Challenge: Pull out each line of the records below that contains the string "storefront". Matching is case-sensitive.

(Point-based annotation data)
□ □ □ □ □ □ □

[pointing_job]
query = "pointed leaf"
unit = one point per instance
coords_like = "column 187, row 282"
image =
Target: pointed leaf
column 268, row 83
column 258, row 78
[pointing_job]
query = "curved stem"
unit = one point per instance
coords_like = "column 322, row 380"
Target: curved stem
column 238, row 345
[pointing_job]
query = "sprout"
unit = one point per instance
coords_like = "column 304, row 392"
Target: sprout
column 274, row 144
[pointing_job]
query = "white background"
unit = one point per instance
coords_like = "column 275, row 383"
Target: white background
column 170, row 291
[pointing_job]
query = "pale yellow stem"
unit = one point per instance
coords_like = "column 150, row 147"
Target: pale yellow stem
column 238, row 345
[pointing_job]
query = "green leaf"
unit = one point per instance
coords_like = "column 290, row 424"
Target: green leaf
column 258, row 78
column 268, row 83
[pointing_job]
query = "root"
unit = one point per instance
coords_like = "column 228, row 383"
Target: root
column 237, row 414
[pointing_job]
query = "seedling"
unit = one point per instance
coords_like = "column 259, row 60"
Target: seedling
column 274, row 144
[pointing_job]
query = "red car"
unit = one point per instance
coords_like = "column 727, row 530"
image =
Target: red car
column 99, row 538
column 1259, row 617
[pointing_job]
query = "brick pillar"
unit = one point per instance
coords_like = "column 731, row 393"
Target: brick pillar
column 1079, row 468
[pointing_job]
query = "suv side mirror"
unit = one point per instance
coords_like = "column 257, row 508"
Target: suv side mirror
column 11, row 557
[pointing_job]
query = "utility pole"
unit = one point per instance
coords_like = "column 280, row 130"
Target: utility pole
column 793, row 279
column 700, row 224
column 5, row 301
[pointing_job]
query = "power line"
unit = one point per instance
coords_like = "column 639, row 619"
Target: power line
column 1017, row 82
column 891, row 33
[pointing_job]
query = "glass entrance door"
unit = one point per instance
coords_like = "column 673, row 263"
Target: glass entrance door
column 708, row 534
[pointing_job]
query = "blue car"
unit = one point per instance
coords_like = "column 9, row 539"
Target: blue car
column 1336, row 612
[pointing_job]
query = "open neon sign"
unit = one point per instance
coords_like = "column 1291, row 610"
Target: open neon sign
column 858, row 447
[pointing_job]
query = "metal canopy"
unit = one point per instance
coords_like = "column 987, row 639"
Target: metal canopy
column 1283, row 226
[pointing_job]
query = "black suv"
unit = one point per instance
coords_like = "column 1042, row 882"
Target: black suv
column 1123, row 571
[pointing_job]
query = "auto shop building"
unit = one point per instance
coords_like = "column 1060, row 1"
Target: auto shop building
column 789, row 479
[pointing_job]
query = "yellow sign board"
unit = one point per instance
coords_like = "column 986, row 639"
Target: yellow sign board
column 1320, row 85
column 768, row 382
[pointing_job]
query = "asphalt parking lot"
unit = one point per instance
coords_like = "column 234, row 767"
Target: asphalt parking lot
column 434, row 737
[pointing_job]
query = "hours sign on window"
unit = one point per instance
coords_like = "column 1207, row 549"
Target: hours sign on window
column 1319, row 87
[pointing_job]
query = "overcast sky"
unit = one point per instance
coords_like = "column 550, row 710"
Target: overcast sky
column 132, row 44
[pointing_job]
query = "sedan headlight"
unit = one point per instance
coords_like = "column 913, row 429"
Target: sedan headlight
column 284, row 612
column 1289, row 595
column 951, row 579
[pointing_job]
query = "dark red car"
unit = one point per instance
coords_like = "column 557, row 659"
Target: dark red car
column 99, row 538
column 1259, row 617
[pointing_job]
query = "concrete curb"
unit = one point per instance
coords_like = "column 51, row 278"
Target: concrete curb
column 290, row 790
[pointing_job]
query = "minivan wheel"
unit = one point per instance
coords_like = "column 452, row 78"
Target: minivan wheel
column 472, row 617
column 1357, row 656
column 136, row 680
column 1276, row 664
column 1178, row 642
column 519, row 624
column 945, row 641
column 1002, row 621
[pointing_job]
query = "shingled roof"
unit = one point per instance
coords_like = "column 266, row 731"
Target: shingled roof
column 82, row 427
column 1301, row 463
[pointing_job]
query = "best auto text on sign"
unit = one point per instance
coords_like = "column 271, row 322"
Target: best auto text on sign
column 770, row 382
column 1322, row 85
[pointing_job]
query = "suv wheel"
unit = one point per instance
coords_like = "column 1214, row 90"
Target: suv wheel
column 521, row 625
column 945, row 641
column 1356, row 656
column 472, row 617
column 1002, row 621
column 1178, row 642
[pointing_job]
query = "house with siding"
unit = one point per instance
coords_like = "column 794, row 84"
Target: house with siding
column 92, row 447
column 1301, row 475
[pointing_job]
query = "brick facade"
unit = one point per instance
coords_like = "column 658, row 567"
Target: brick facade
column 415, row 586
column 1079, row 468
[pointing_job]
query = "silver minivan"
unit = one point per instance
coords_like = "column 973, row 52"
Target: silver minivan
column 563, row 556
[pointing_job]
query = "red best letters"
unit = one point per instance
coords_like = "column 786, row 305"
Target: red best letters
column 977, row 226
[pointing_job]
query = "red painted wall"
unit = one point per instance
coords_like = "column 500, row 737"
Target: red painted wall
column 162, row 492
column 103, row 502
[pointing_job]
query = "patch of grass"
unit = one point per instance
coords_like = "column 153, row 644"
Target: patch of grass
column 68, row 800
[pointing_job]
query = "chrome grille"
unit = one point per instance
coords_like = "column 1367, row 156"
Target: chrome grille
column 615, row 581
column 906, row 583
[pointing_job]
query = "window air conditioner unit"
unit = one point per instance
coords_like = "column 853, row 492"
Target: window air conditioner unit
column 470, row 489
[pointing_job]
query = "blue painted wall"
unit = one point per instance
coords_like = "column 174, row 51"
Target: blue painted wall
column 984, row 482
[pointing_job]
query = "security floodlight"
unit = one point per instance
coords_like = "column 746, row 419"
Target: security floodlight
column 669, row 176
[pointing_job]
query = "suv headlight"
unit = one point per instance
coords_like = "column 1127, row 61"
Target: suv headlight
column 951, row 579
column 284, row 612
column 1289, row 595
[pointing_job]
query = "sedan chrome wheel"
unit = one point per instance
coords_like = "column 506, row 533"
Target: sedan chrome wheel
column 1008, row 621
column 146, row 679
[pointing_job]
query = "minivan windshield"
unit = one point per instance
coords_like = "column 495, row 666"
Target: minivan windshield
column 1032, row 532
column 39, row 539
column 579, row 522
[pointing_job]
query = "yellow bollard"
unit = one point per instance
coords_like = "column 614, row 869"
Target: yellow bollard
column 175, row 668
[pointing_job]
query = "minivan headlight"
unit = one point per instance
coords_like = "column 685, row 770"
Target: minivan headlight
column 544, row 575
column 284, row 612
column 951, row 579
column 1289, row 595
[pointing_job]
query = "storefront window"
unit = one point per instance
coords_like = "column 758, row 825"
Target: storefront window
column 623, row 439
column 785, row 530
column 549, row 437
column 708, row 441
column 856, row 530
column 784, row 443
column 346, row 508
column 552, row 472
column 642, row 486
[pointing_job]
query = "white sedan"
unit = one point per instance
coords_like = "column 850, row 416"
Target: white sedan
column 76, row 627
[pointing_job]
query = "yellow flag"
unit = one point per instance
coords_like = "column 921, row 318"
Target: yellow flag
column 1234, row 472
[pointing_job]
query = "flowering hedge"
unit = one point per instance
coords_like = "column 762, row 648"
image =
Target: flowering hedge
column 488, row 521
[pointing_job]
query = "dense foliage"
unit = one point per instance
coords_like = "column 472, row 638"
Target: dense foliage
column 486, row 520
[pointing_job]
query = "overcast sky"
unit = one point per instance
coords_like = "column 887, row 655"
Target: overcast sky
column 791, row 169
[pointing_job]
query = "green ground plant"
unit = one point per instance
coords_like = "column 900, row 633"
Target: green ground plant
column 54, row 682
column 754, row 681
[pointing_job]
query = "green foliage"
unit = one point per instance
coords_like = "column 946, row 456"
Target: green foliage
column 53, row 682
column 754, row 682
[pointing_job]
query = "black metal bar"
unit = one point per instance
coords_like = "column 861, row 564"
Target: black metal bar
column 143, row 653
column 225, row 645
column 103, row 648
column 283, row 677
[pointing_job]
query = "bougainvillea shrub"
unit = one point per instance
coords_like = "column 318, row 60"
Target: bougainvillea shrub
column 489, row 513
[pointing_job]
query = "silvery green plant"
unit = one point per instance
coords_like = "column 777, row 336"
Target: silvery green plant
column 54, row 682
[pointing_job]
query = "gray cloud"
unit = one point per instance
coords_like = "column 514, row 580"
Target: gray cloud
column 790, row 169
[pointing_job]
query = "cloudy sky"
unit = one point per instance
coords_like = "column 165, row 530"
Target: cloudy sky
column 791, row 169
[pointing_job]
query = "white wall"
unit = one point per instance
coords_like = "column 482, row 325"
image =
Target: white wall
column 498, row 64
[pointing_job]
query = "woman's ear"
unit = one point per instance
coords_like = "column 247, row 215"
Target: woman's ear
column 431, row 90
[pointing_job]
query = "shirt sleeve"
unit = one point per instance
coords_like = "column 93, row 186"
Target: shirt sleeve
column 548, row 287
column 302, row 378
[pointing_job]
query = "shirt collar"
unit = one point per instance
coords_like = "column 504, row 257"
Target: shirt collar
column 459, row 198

□ □ □ □ □ □ □

Finished task:
query = "storefront window"
Target: storefront window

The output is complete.